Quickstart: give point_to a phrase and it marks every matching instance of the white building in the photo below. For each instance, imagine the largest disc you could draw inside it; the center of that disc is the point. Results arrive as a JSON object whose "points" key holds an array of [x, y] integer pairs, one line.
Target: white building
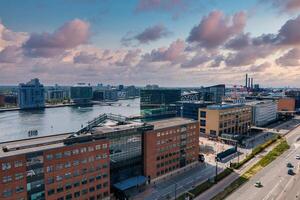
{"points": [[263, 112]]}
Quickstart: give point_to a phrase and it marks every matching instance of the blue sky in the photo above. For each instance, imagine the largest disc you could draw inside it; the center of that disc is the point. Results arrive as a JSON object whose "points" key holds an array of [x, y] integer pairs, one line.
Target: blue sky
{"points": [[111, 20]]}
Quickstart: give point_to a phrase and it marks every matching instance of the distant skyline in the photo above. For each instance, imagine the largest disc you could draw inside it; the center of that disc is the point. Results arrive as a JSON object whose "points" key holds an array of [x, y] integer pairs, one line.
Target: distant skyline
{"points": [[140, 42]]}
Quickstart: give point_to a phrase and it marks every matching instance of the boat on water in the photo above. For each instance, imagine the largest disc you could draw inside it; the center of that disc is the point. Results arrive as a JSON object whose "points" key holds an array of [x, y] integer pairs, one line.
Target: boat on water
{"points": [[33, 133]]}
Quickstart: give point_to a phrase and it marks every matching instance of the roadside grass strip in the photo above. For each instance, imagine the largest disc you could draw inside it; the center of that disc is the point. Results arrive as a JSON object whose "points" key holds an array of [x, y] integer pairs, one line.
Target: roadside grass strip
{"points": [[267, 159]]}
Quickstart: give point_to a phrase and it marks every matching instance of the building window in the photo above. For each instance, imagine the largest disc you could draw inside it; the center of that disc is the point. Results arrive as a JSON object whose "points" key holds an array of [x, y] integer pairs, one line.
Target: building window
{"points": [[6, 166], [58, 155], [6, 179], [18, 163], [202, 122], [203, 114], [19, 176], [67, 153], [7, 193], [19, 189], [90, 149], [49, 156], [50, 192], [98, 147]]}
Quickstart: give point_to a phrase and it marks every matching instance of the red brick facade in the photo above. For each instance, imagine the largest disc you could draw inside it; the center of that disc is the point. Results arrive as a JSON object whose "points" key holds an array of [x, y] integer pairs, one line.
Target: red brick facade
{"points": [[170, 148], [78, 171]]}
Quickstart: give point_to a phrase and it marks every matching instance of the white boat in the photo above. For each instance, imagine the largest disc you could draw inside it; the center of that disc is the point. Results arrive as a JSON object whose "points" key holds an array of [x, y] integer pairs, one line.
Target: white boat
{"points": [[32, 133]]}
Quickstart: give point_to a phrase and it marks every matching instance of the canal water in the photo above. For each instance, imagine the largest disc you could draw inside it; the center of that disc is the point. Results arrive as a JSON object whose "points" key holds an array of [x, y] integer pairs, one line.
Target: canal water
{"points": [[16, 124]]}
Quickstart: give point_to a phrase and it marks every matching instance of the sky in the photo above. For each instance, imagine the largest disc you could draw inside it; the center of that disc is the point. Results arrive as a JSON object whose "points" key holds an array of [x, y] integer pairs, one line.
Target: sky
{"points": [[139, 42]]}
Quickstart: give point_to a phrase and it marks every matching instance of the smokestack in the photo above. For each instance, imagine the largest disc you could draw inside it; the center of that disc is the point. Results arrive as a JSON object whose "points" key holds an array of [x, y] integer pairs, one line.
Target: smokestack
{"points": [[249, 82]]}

..........

Reproduce the whole listing above line for line, without altering a single character, and omit the picture.

**Written response:**
Quickstart: give point_to a phrase and it marks every matching instance of the white building in the photo below. For each instance, imagine the largest disc you could draw inside it; the center of that disc is the point. Results arrive as a JSON object whose "points" key holds an array of [x, y] integer pairs, one line.
Target: white building
{"points": [[263, 112]]}
Quickstart: give point_to a phrase and it marks every matching instance of the blue sky in the photo above. For each instance, imagine the largest disc you could draw inside it; the center of that disc is the point. Results arrive as a JSON object whose "points" key holds an array of [x, y] integer pairs, one line.
Target: blue sky
{"points": [[111, 20]]}
Quickstart: give point_to a phrase and it marks every matching instance of the distant skyline in the photo above. For each instance, imagine the largest disc you could draw inside it; the center of that disc is the point. Results arrive as a JSON object whose "points" key holds an array of [x, y] integer pairs, one line.
Target: distant skyline
{"points": [[140, 42]]}
Quickstart: give point_to a phrase and it marks every matching instance of the boat on water in the photo above. For each instance, imagine the largest disc you could draw inside it; the center of that disc is the point. Results arrive as a JSON object whose "points" key holds an array of [x, y] integer pairs, one line.
Target: boat on water
{"points": [[33, 133]]}
Quickstart: give point_to a phrase and it marks every matching instance of the roadside grass strip in the photo above. For each instance, imagine the largest disc you could draw inside it; the center of that disc is the point. Results arrive as a JSON object whose "points" key holds an array of [x, y] integer pairs, one line.
Target: roadside grass strip
{"points": [[267, 159]]}
Quickstart: give point_to a phrase and it marks every matching instance of the building window in the photo above. For each instance, imagine the largest disc you could draw inside it; the center of that disc is the point. Results arrive as a JSON object whose "points" key holds an array of [x, y] integer pairs, one line.
Target: building window
{"points": [[6, 166], [58, 155], [6, 179], [18, 163], [202, 122], [203, 114], [19, 176], [67, 153], [7, 193], [19, 189], [90, 149], [49, 156], [50, 192], [98, 147]]}
Quickstart: give point_to a phrase and it marks every matching instance of the red brick facade in the photo above. For each instance, imagine the largest disc you could draw inside it; the center of that disc is the point. Results arrive as a JSON object whose "points" key holds an array of [x, y] integer pairs, one line.
Target: red brick facade
{"points": [[170, 148], [78, 171]]}
Quickstart: give point_to a phrase and it marks every matching instance of the white boat in the photo above. For each instance, imagine the largest disc you could draw inside it; the center of that disc is the point. Results arrive as a JSON object whose "points" key holds an array of [x, y] integer pairs, one line.
Target: white boat
{"points": [[32, 133]]}
Quickstart: give point_to a phrase and it marks every matching instance of the canal water in the photo above. For each instance, imagine the largest disc you could draw inside it; the center of that disc is the point. Results arrive as a JSON object whose "points" key holds an array of [x, y] integer pairs, one line.
Target: canal water
{"points": [[16, 124]]}
Quickstart: give point_to a phrase and it marks every matching instance of the sky in the photo above. For each instance, imagine the largest disc you could draw inside it; the center of that disc is the point. Results arrive as a JSON object whose "points" key holds an array of [x, y] integer pairs, one line.
Target: sky
{"points": [[139, 42]]}
Quickstart: give point_to a phrase and it marks every matching instance of the smokestack in the photo above. For each instance, imagine the largest disc you could draw inside it; the center of that disc is the point. Results arrive as a JSON object whose "points" key holds an array of [x, y] integer pairs, one line.
Target: smokestack
{"points": [[249, 82]]}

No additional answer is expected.